| Trecho do documento |
==========

LUCAS RODRIGUES E THAIZA ASSUNÇÃO
DA REDAÇÃO
O ex-presidente da Companhia Mato-grossense de Mineração (Metamat), João Justino Paes de Barros, reafirmou que utilizava um avião fretado da empresa aérea “Abelha” para ir até Peixoto de Azevedo (672 km ao Norte de Cuiabá) comprar barras de ouro para os ex-secretários de Estado Pedro Nadaf e Marcel De Cursi.
João Justino é um dos delatores da Operação Sodoma 4, deflagrada em setembro de 2016. Ele prestou depoimento na tarde desta terça-feira (04), à juíza Selma Arruda, da Vara Contra o Crime Organizado da Capital, titular da ação penal.
O dinheiro utilizado na compra foi obtido por meio da propina recebida em um esquema de desapropriação da área conhecida como Jardim Liberdade, em Cuiabá, no governo do ex-governador Silval Barbosa (PMDB), que teria lucrado R$ 15,8 milhões.
Cursi está preso desde setembro de 2015 no Centro de Custódia de Cuiabá. Já Nadaf conseguiu liberdade com uso de tornozeleira eletrônica na mesma época da deflagração da 4ª fase da operação, após confessar seus crimes.

==========

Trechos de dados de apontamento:
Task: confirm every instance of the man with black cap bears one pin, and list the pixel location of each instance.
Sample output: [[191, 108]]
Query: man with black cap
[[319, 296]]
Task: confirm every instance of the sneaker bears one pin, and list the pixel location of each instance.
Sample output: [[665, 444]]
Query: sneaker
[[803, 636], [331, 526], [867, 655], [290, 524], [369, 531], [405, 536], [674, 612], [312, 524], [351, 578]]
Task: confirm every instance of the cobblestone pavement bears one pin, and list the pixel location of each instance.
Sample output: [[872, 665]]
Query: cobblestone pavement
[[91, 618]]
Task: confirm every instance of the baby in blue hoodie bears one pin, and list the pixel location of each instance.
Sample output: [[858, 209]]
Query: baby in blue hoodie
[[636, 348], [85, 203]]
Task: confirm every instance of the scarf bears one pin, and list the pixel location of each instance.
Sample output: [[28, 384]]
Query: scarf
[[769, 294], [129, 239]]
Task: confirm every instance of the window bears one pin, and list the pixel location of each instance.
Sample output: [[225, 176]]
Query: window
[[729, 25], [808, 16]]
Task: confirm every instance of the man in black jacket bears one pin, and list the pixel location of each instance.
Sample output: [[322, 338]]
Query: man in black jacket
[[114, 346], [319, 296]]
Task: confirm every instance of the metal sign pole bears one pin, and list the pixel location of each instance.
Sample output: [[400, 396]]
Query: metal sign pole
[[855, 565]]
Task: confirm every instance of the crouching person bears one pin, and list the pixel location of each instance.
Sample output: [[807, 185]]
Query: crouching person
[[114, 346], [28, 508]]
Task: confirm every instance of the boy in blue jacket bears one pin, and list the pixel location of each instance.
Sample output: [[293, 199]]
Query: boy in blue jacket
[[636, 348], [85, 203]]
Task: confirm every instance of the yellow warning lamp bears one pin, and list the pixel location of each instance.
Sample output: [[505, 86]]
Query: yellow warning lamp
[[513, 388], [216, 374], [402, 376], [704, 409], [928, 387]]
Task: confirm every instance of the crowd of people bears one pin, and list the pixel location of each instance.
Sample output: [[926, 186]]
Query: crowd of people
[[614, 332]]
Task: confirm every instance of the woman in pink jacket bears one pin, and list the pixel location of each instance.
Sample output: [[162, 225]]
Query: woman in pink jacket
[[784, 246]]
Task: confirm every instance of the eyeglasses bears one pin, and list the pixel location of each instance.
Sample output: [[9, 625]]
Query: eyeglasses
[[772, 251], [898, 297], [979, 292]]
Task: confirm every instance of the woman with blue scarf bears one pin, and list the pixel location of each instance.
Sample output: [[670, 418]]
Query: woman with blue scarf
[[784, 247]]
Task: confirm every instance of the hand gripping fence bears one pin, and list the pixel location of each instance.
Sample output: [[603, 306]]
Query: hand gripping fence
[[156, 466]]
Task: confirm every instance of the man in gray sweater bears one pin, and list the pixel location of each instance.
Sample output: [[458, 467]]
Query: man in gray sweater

==========

| Sobre a tarefa |
Retome a reportagem sobre o depoimento de João Justino na Operação Sodoma a partir do ponto em que ela termina.

| Resposta da tarefa |
Confira como foi a audiência:
Denúncia verdadeira (atualizada às 14h29)
Questionado sobre a veracidade da denúncia do Ministériop Público Estadual (MPE), João Justino confirmou os fatos.
Quem me entregou o dinheiro para comprar o ouro foi o Nadaf, mas eu entreguei dessa vez na mão do Marcel
"A denúncia é verdadeira. No caso especifico desse terreno, eu tenho muito pouco a dizer porque não sei quase nada, só sei pela mídia. Só sei da compra do ouro. Eu era presidente da Metamat e ia quase sempre para o interior. Então uma vez conversando com o Nadaf falei a respeito do minério. Ele disse que ia ver coisa e tal, e numa oportunidade ele disse que tinha interesse em comprar".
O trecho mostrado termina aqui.